ACTIVITY:
Reproduce word for word the part of the forum post on the zombie apocalypse party that opens with the words containing "I have a few" and closes with "as Sole Survivor?".

PASSAGE TO READ:
§ §

# The End Is Nigh! A Zombie Apocalypse Party



## Strive To Resist (Sep 12, 2009)

Hey guys!

This idea popped into my head a few weeks ago while I was sitting about drinking with family and friends. I figured I'd wait until I was sober to see if I still thought it was a good idea, and well, I've been poking through this forum for inspiration for about a week now. I figured it was about time I open up a thread.

This is going to be my second post so I'm going to have to edit in the links or add them afterward. Sorry!

I have a few ideas to kick start the process, but nothing is more helpful than consulting the expertise of fellow forum members.  I've already found a few old threads from 2009/2010 ala Pennywize and JahRah. With the addition of shows like the Walking Dead since then I figured that we could compile some more ideas. 

I love the idea of sending out invitations as letters with an authentic CDC letterhead and maybe following up with video footage of an outbreak.

I had the idea of introducing the virus to the party via *filled cupcakes*. You bite into a scrumptious cake and find yourself staring into an *oozing green center* _Resource_ and bam - *you're infected*. I'm sure we could then spread the infection throughout the party in the form of a game, although I'm not sure exactly how yet. Maybe even a prize for Most Contagious as well as Sole Survivor?

§ §

INFORMATION PROVIDED:
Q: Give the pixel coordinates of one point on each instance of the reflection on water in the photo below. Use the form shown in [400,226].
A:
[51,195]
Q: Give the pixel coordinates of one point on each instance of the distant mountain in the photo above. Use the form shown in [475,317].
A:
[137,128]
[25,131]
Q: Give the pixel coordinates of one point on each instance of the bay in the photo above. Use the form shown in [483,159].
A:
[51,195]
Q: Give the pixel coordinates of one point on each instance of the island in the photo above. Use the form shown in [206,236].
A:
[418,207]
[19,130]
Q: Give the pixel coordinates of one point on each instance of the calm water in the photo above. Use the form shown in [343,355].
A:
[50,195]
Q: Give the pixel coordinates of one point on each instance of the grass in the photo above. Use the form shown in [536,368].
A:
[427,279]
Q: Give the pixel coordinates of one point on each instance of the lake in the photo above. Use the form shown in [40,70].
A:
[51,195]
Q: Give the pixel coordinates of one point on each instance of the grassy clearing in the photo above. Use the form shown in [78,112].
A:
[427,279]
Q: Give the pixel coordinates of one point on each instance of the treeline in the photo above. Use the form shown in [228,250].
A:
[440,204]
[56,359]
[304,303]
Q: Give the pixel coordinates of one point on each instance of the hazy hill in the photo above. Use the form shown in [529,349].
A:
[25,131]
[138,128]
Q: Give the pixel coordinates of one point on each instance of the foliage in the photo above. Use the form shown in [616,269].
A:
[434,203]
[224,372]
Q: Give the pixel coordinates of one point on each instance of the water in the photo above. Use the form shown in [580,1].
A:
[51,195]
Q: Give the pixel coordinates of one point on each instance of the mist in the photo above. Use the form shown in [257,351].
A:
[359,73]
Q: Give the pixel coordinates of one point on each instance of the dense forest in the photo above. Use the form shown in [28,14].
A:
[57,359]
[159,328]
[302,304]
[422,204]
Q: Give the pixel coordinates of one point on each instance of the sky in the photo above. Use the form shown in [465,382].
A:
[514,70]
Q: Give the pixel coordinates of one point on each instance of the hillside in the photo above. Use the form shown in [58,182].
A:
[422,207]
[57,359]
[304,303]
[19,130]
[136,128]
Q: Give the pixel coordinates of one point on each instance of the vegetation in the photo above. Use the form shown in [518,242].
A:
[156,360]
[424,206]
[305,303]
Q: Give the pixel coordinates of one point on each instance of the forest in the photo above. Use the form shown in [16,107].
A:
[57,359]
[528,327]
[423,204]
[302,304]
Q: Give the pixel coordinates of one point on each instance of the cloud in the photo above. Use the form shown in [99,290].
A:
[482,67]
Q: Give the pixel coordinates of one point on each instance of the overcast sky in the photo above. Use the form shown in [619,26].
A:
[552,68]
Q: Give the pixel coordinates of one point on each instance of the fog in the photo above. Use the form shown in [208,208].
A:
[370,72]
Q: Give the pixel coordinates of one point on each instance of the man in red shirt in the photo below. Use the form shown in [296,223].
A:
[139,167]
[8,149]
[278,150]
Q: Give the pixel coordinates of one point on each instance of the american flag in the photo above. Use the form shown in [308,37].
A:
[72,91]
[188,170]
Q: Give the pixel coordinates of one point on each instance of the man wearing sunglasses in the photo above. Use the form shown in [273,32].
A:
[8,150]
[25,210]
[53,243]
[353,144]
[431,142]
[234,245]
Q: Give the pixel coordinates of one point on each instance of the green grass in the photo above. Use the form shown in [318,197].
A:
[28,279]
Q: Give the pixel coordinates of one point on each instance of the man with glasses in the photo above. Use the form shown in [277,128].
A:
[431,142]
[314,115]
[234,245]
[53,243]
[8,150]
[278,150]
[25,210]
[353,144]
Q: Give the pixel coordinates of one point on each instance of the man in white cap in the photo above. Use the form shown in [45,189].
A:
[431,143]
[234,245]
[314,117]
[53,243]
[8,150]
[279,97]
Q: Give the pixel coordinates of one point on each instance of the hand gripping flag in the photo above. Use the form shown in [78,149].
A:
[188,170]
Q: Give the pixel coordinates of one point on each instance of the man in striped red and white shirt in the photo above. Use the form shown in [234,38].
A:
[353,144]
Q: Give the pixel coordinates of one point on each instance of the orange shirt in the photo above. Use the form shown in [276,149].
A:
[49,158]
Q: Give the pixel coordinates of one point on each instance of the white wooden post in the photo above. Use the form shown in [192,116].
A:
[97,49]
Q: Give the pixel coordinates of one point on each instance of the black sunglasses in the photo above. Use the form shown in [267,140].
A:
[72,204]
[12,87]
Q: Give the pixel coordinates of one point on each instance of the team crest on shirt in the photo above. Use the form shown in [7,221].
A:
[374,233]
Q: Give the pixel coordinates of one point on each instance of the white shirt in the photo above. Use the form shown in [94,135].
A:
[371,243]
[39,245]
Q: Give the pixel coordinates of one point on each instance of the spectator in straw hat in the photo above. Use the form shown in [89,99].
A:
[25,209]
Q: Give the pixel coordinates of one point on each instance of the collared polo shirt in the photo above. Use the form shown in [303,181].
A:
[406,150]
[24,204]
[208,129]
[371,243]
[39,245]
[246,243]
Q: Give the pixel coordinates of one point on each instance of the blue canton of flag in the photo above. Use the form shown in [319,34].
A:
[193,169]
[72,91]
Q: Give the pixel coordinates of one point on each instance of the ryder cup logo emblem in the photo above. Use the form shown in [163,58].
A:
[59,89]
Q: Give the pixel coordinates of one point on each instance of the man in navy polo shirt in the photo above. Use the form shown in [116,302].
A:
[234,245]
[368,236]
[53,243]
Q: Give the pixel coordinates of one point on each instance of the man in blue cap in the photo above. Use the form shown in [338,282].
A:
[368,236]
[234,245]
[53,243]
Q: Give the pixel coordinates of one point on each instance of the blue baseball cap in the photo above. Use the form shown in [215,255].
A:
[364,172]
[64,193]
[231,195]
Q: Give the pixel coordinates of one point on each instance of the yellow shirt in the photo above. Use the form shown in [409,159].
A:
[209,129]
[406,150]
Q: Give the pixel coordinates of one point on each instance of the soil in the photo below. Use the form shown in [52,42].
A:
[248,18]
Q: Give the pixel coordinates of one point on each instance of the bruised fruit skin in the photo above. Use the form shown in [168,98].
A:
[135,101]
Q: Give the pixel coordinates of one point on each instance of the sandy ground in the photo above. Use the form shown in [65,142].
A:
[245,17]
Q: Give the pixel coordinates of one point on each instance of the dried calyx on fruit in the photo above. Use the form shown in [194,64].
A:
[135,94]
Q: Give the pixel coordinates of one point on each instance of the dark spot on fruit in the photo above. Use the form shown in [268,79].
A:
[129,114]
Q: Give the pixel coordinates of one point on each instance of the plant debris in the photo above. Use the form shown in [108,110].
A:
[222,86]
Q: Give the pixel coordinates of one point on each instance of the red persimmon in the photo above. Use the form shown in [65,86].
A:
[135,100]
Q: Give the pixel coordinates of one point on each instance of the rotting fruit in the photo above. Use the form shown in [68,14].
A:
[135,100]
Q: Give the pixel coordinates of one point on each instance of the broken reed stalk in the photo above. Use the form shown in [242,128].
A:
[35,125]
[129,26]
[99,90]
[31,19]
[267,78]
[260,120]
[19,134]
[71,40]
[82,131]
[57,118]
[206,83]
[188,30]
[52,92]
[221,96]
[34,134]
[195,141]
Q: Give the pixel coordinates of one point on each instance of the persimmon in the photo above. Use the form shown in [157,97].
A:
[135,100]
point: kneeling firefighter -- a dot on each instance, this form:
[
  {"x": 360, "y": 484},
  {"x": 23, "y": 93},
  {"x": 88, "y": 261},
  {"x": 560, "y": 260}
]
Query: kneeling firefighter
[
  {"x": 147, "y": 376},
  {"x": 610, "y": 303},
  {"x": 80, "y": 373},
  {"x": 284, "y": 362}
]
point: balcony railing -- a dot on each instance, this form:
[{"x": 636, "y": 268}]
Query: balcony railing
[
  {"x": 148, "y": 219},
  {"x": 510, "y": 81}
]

§ §

ANSWER SECTION:
I have a few ideas to kick start the process, but nothing is more helpful than consulting the expertise of fellow forum members.  I've already found a few old threads from 2009/2010 ala Pennywize and JahRah. With the addition of shows like the Walking Dead since then I figured that we could compile some more ideas. 

I love the idea of sending out invitations as letters with an authentic CDC letterhead and maybe following up with video footage of an outbreak.

I had the idea of introducing the virus to the party via *filled cupcakes*. You bite into a scrumptious cake and find yourself staring into an *oozing green center* _Resource_ and bam - *you're infected*. I'm sure we could then spread the infection throughout the party in the form of a game, although I'm not sure exactly how yet. Maybe even a prize for Most Contagious as well as Sole Survivor?